**PASSAGE**
# Power window switch



## 200SXSE (Jun 22, 2002)

Might anyone know how much a driver's side power window switch costs on a 98 200SX SE. I've checked online and never found a price or anyone who has them.


----------



## NissanTuner (Dec 1, 2002)

90 bucks, mine is out too, or at least the switch for the front driverside window. sucks that the switch isnt an individual unit for each window but instead one large switch box.


----------



## nissanracer805 (Feb 9, 2003)

just go to a local junk yard and find one because they are too expensive to buy brand new.


----------



## Teknokid (Jun 1, 2002)

My rear right switch is out and 1997GA16DE got one for me from a local junkyard for $30 including shipping. Now im assuming shipping is $5 for that piece and he probably kept a little for himself, which im not mad at.


----------



## 200SXSE (Jun 22, 2002)

Just got a price from Courtesy Nissan, 75 bucks plus shipping. And to think, all that is wrong is two little metal pieces that are broke.


----------



## Nostrodomas (Jun 15, 2002)

They are 89.00 from the dealership over here. But if you are lucky enough to know someone, who has a resale liscenes. Ask them if they can get it for you, for thier cost. Thats what I ended up doing. Since around here every single yard, doesnt have anything that new in stock. With the resale liscense , you get an additional 20% off dealers price. So it was around seventy bucks.

**DIRECTIONS**
(a) Name every distinct username that appears as a post header in the power window switch thread.
(b) Answer these questions about the power window switch thread, one per line:
(i) What price did Courtesy Nissan quote?
(ii) How much did Teknokid pay for the junkyard switch, shipping included?
(iii) What extra discount off the dealer's price does a resale license give?
(c) Carry on the power window switch thread from the end of its last post.

**DATA SECTION**

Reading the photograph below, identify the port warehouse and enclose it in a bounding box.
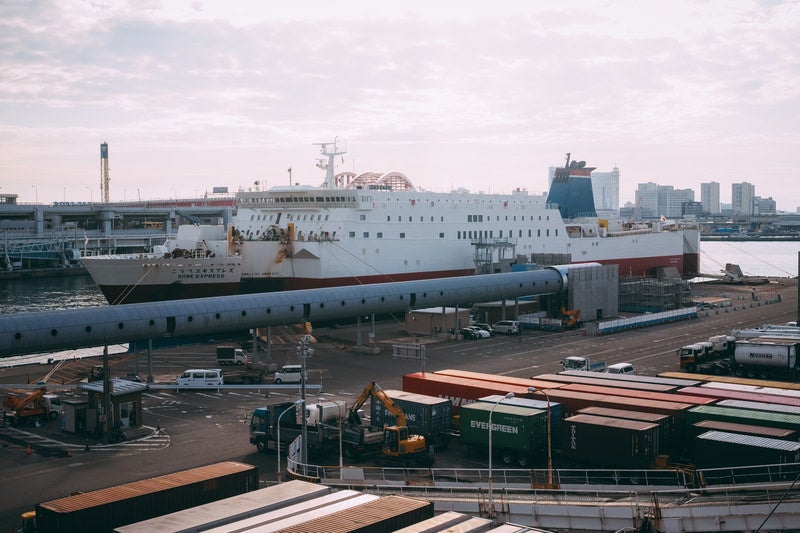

**PER-TASK OUTPUTS**
(a) 200SXSE, NissanTuner, nissanracer805, Teknokid, Nostrodomas

(b)
(i) 75 bucks plus shipping
(ii) $30
(iii) 20%

(c)
----------



## Teknokid (Jun 1, 2002)

I have a reseller's license, havent got my business license yet but i can buy bodykits and such. I can go to the dealers and buy stuff??


----------



## DwnShftngIsBad (Feb 11, 2003)

Teknokid said:


> *I have a reseller's license, havent got my business license yet but i can buy bodykits and such. I can go to the dealers and buy stuff?? *


downshift your way into the dealership and find out


----------



## LuvMyRide200sx (Aug 5, 2002)

my driver side switch just went out to hah... first you had to man handle the switch to get it to go up and now it wont go down or up hha


----------



## Ninety-Nine SE-L (May 5, 2002)

Ive tried to get that front piece for nissantuner, but every sentra I've found doesn't have a front drivers door 

I also haven't seen any 200sx's yet so I won't be able to get the 2 door window switch.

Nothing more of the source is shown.